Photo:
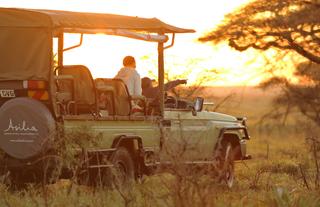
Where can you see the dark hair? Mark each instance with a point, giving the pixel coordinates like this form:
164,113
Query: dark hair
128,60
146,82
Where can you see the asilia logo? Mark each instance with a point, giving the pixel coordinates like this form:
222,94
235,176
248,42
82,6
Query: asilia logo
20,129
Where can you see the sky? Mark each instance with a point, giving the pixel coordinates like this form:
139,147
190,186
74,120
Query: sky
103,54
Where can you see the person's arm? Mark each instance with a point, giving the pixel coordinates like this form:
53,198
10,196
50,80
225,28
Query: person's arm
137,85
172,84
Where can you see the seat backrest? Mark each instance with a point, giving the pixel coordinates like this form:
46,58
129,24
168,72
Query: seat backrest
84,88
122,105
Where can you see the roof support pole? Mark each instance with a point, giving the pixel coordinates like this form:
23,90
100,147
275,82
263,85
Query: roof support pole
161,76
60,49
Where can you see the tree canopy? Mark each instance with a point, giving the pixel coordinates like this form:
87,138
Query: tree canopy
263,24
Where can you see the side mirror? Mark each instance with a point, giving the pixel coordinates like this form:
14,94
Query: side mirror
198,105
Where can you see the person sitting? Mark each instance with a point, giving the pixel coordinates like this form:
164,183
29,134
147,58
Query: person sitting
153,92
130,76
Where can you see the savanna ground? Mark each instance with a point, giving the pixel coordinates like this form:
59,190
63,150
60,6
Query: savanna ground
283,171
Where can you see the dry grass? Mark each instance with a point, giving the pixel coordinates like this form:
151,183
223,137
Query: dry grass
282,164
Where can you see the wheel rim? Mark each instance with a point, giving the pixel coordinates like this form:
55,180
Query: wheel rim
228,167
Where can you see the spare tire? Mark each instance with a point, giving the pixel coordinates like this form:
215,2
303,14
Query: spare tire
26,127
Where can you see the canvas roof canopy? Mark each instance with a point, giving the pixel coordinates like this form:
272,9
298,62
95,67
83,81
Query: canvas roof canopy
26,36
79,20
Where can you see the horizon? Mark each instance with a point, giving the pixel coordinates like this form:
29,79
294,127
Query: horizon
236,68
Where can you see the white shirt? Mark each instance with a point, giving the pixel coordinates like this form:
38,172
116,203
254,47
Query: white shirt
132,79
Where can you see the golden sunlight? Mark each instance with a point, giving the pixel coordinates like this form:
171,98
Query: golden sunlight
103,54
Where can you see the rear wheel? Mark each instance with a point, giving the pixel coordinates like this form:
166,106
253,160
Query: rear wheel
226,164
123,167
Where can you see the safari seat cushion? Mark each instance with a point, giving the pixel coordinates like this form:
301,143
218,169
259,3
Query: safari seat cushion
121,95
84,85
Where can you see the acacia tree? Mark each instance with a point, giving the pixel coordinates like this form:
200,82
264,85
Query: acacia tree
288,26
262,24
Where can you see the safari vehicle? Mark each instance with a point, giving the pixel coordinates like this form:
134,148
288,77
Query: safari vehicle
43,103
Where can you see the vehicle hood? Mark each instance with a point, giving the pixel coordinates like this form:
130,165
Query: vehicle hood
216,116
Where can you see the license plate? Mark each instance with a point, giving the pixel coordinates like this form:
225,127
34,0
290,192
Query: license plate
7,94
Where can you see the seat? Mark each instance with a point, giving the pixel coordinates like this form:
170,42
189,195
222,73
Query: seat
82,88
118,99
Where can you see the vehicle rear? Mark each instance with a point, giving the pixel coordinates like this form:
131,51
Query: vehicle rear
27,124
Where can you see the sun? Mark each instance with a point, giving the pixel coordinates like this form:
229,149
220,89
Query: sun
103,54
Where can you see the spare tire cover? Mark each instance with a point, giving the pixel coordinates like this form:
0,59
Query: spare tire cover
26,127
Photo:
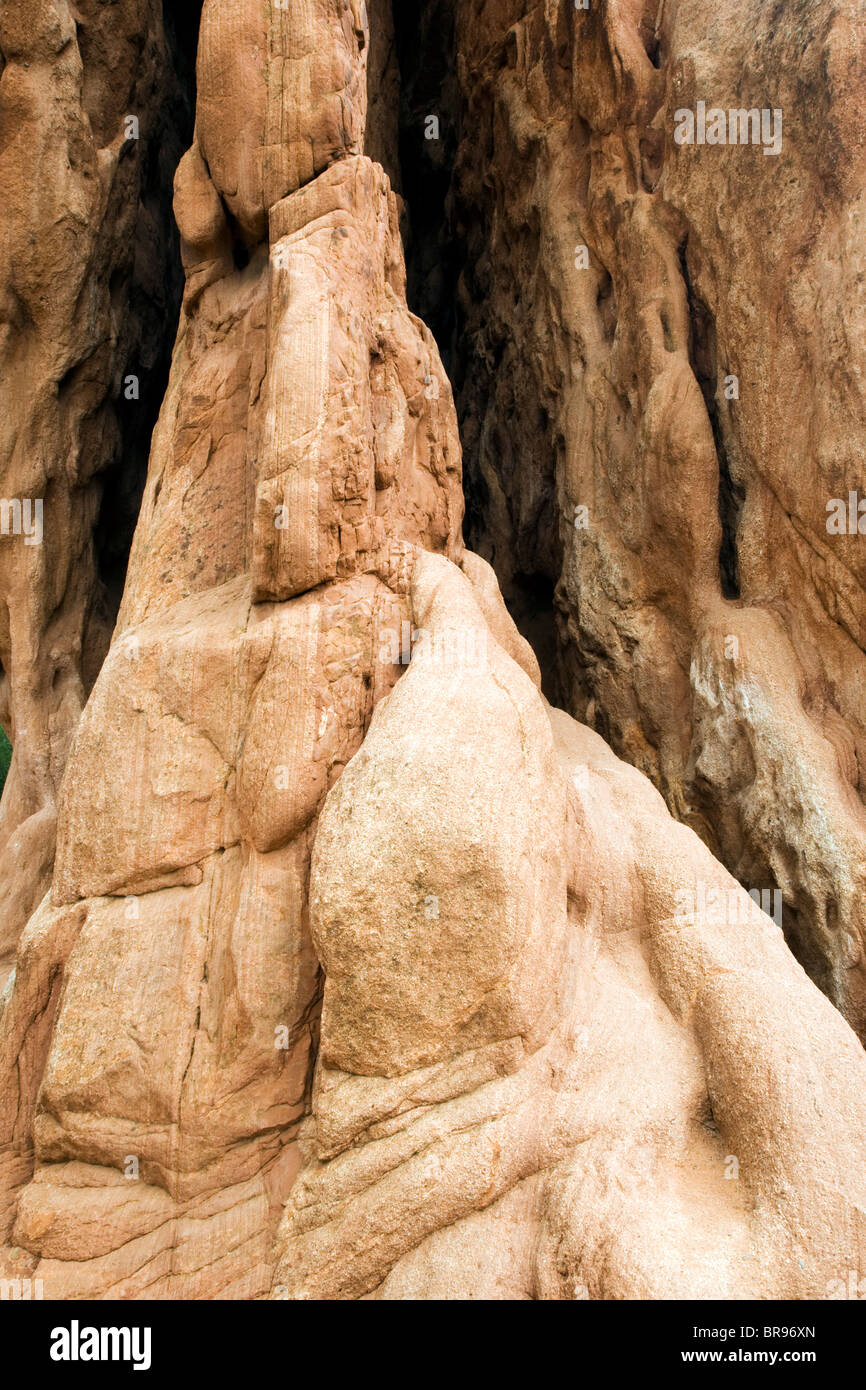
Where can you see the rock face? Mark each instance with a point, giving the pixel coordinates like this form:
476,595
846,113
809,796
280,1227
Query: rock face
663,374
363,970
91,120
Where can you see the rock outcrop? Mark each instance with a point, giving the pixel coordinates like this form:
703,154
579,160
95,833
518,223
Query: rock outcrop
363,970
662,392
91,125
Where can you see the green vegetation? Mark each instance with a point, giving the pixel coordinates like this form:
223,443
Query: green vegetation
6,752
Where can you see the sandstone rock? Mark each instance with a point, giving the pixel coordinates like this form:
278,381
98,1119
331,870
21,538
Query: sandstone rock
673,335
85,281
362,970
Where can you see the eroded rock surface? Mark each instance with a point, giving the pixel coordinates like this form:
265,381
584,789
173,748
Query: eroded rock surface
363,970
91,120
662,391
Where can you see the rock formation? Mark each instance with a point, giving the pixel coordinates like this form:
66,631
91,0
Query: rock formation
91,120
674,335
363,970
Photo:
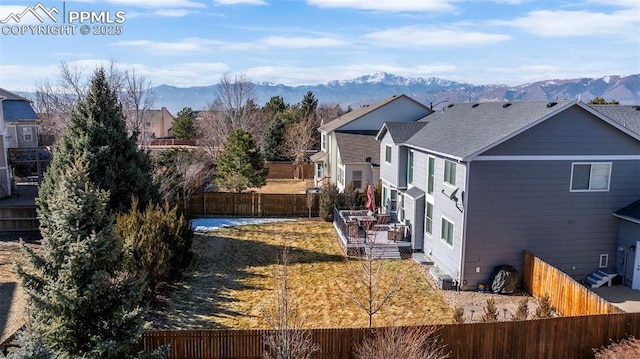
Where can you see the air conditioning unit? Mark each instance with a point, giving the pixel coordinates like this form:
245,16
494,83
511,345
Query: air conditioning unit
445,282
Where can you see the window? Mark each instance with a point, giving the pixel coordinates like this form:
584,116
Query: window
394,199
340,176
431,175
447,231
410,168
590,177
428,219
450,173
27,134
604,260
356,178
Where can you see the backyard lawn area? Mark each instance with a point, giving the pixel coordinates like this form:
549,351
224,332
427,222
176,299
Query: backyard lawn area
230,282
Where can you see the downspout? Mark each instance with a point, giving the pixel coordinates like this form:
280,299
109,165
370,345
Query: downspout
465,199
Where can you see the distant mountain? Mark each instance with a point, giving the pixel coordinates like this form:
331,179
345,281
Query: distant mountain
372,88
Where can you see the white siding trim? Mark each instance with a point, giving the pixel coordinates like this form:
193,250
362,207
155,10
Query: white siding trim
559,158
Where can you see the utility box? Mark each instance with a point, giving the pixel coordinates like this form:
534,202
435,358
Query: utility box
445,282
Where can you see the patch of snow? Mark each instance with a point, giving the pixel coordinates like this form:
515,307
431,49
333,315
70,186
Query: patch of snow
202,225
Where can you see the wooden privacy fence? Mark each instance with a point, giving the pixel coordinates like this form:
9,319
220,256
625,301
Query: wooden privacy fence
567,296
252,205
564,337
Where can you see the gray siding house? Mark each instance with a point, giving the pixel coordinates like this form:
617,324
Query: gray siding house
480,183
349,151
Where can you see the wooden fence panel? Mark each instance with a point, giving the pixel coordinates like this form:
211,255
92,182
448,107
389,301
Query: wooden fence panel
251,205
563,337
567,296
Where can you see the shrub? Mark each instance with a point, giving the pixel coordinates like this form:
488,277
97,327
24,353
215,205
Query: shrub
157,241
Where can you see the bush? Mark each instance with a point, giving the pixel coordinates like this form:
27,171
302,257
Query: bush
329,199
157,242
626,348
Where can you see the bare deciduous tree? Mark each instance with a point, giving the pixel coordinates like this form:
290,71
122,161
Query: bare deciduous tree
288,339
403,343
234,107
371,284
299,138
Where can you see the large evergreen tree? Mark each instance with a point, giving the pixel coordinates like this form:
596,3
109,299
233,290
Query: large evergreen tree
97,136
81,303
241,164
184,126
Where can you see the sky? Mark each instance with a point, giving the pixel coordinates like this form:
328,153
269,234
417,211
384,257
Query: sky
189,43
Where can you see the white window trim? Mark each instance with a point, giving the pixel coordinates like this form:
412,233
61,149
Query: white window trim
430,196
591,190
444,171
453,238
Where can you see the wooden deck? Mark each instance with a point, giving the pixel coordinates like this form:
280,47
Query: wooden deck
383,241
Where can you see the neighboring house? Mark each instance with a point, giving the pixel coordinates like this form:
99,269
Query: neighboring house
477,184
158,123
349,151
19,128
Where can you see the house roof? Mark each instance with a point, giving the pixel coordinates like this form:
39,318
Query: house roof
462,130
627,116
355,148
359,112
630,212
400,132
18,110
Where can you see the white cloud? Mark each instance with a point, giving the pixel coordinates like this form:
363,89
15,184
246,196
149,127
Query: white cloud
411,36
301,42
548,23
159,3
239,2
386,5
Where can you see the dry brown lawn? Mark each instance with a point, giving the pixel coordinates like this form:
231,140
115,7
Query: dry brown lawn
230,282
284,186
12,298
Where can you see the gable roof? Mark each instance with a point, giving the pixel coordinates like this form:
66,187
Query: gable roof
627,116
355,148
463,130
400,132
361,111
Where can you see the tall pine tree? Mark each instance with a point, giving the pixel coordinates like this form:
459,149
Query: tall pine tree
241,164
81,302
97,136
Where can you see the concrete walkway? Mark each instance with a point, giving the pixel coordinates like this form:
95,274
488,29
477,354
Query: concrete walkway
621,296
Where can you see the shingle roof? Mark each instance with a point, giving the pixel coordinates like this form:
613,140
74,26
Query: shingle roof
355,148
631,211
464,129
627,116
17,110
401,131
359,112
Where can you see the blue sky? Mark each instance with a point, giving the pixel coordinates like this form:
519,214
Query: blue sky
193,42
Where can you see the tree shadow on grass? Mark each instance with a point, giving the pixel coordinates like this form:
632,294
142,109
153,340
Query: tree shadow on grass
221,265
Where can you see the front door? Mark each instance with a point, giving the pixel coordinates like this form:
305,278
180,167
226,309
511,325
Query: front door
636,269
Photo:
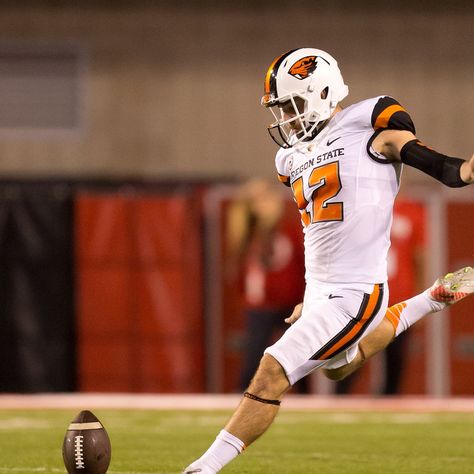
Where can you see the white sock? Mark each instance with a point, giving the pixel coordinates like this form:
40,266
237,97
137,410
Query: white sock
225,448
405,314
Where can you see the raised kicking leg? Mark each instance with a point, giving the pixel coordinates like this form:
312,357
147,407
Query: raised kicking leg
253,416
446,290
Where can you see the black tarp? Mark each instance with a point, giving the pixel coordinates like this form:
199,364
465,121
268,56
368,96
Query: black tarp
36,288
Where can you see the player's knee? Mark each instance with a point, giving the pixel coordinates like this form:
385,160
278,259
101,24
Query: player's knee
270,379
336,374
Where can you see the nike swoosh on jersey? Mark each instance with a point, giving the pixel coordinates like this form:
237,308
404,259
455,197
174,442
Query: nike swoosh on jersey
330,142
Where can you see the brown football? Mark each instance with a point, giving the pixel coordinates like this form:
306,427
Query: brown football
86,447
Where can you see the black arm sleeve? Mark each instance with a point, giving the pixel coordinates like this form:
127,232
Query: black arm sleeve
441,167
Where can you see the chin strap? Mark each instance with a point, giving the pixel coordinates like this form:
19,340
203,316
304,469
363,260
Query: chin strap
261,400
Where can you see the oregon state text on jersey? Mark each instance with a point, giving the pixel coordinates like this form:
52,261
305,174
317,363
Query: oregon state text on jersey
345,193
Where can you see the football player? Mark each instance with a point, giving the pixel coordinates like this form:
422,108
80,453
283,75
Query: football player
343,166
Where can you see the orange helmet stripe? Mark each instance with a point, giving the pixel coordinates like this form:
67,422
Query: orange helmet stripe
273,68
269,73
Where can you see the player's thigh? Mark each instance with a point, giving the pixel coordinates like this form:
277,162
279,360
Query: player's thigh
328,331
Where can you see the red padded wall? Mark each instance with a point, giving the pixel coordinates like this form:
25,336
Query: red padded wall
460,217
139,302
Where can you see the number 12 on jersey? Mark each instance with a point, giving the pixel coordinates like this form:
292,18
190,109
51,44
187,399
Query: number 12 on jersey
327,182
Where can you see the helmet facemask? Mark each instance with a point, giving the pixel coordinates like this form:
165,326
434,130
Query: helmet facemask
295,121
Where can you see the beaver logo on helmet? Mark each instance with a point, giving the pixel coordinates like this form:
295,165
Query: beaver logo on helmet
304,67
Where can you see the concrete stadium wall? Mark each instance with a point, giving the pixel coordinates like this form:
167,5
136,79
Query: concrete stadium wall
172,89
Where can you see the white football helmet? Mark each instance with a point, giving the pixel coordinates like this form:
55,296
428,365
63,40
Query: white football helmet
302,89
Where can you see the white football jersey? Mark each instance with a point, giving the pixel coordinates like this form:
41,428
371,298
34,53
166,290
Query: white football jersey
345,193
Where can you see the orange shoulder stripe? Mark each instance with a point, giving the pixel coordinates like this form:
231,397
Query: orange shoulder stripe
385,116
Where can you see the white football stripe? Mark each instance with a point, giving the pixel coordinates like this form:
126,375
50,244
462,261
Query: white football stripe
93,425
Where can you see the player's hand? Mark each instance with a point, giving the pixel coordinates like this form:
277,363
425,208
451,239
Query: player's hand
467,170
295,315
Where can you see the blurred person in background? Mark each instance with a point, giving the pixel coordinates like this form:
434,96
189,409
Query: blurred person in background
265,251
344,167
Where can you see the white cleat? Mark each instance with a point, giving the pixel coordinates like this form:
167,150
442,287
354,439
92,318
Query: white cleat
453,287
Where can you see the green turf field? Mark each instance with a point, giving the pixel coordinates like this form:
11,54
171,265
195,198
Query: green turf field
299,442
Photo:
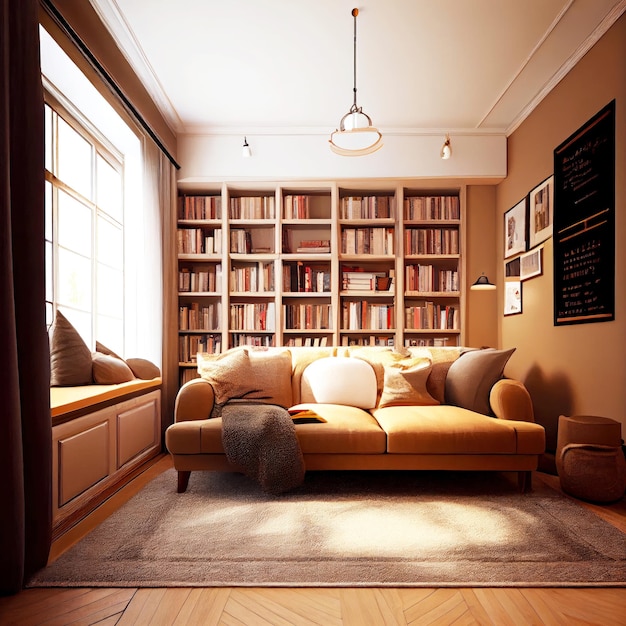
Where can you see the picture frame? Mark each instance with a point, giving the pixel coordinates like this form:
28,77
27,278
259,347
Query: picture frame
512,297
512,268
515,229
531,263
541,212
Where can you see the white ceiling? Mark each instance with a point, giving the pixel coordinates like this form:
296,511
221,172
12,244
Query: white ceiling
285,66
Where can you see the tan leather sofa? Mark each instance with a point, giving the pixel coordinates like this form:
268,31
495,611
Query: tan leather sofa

• [INSTRUCTIONS FOR THE TASK] Lay out the lines from the one containing "Where can you see the tan" through the last line of the rows as a Markdown table with the columns n and Line. Give each line its number, and leave out any blank lines.

• [SOLUTION TO THE EXERCISE]
| n | Line |
|---|---|
| 1 | Where can you see the tan leather sofa? Mark each instance with a point, giving the pixel coordinates like this form: |
| 2 | 268,31 |
| 3 | 495,611 |
| 4 | Query: tan leather sofa |